> **DIRECTION**
Count the lines in the material below that contain the string "stone", treating case as significant, and give only the number.

* * * * *

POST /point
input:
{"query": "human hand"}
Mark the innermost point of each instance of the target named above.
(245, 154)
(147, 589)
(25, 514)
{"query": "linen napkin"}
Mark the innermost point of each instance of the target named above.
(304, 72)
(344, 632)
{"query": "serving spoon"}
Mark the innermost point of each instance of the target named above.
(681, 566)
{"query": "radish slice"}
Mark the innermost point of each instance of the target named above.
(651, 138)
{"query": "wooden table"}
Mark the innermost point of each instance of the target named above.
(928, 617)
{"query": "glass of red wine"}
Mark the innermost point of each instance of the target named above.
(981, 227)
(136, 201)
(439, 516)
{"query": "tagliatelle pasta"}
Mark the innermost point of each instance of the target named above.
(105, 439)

* * * * *

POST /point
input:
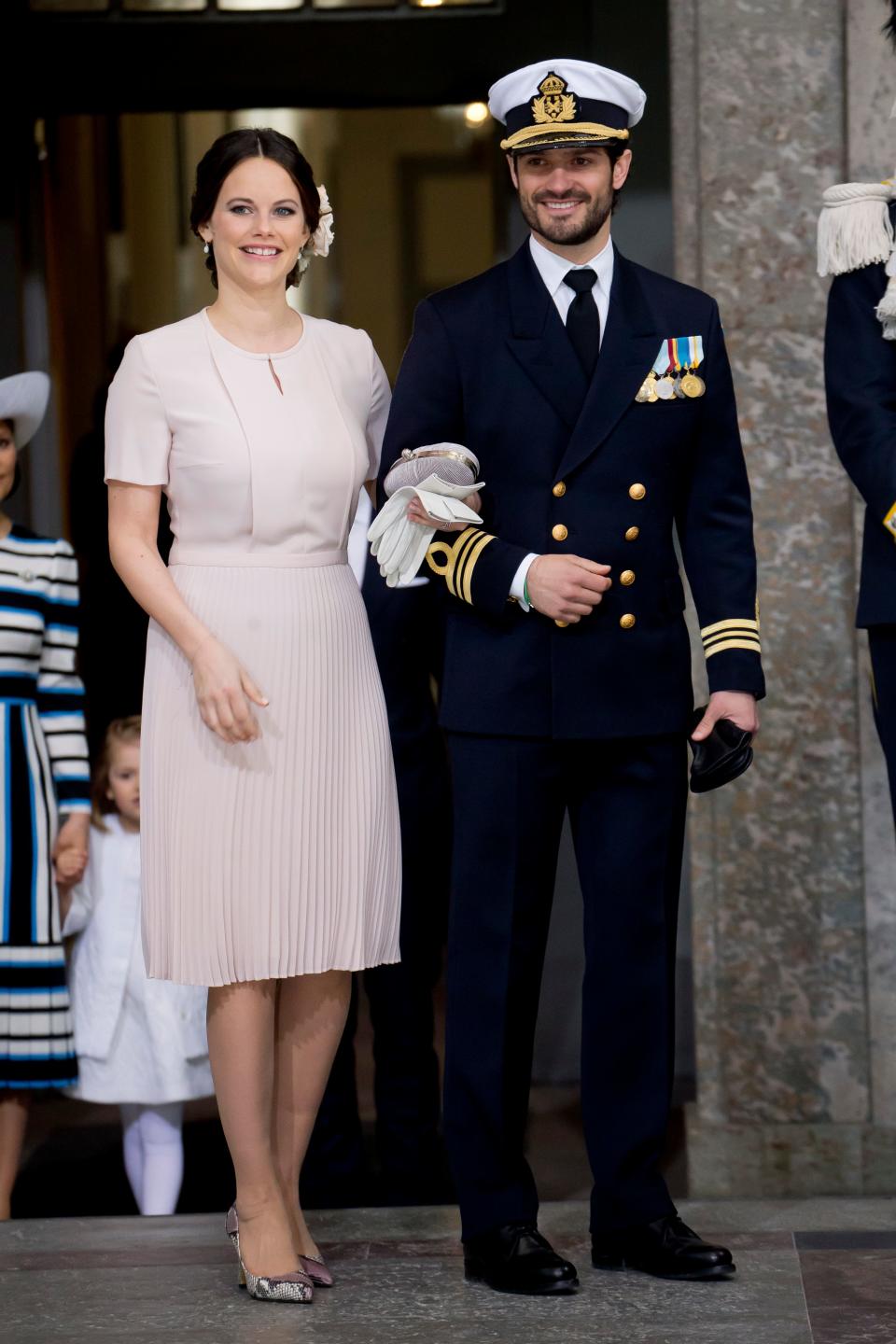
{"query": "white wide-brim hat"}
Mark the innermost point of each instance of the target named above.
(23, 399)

* * * * *

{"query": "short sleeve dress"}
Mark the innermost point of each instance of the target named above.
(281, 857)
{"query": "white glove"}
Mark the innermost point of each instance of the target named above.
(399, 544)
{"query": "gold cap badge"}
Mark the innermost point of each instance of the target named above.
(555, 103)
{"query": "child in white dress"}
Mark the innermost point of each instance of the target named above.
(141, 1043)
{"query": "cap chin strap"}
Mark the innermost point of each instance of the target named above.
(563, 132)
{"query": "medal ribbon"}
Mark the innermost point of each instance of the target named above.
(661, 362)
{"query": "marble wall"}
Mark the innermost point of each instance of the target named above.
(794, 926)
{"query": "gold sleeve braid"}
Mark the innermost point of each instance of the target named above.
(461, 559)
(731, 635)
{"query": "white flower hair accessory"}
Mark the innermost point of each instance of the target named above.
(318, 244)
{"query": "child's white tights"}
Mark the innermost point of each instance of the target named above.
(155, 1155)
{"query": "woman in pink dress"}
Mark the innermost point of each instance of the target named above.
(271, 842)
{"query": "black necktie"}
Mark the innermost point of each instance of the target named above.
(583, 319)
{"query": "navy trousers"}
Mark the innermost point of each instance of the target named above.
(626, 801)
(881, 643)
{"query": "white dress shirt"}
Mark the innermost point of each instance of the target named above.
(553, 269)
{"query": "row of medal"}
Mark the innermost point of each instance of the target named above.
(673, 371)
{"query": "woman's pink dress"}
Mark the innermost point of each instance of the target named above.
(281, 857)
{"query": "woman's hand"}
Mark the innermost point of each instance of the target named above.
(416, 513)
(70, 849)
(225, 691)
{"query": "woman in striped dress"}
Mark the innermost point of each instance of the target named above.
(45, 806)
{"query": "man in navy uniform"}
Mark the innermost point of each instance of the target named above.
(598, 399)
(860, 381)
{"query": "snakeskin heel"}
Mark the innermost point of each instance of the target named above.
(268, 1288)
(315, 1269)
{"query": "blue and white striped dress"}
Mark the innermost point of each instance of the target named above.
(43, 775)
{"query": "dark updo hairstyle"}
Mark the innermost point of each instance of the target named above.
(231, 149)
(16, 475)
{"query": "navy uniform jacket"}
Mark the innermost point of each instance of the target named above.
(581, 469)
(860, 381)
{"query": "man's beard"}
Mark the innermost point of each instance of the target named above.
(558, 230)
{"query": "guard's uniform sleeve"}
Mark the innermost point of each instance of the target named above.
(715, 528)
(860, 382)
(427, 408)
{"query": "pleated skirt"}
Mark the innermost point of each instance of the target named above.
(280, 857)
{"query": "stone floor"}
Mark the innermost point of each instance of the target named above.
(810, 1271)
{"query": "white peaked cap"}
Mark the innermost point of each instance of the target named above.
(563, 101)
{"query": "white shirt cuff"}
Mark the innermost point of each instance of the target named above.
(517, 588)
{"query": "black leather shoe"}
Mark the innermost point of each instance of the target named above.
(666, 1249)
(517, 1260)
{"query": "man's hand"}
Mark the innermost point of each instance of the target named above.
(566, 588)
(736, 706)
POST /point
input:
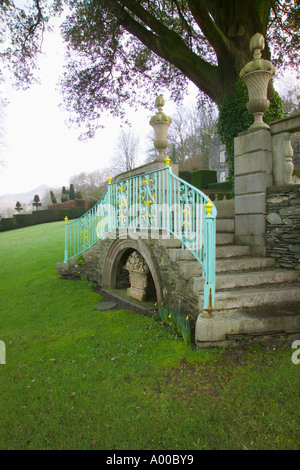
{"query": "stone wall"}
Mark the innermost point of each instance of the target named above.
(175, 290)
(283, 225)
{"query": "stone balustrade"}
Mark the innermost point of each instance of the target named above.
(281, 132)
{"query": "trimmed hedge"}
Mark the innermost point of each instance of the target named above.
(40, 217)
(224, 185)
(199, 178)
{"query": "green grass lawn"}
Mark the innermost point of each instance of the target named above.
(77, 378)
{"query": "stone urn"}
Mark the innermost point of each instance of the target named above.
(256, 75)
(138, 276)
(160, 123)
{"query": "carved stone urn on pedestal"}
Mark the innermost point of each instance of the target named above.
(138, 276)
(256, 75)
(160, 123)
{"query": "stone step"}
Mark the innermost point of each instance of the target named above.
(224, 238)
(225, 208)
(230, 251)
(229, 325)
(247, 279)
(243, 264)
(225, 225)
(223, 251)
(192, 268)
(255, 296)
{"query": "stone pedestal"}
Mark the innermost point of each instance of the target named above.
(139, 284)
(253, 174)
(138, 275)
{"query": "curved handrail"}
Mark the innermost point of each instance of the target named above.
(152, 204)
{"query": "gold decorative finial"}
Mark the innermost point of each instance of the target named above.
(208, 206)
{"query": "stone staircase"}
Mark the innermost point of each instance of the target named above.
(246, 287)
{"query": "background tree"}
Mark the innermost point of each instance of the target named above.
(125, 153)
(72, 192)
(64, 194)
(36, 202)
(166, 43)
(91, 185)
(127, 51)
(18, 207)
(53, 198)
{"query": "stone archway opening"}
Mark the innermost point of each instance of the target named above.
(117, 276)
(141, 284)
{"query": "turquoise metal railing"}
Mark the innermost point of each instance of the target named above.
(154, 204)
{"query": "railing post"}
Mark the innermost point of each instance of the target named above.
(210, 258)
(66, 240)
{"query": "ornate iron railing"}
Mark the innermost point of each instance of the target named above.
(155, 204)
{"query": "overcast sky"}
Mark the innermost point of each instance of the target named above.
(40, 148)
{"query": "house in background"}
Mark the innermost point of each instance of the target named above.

* * * * *

> **REPLY**
9